Dataset entries:

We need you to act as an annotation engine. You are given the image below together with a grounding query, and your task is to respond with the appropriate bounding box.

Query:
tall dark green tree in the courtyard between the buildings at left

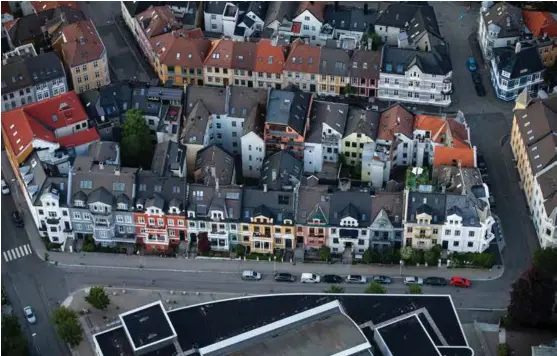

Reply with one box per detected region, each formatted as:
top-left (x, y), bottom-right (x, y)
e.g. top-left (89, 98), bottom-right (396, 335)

» **AIM OF THE EXERCISE**: Your copy of the entries should be exact and free of pictures.

» **ANSWER BOX**:
We need you to act as an annotation engine. You are given the image below together with a grounding query, and your task is to respond with the appropriate bounding box.

Query:
tall dark green tree in the courtyard between the buildings at left


Reply with one box per detected region, each formatted as:
top-left (x, y), bottom-right (x, y)
e.g. top-left (89, 98), bottom-right (396, 335)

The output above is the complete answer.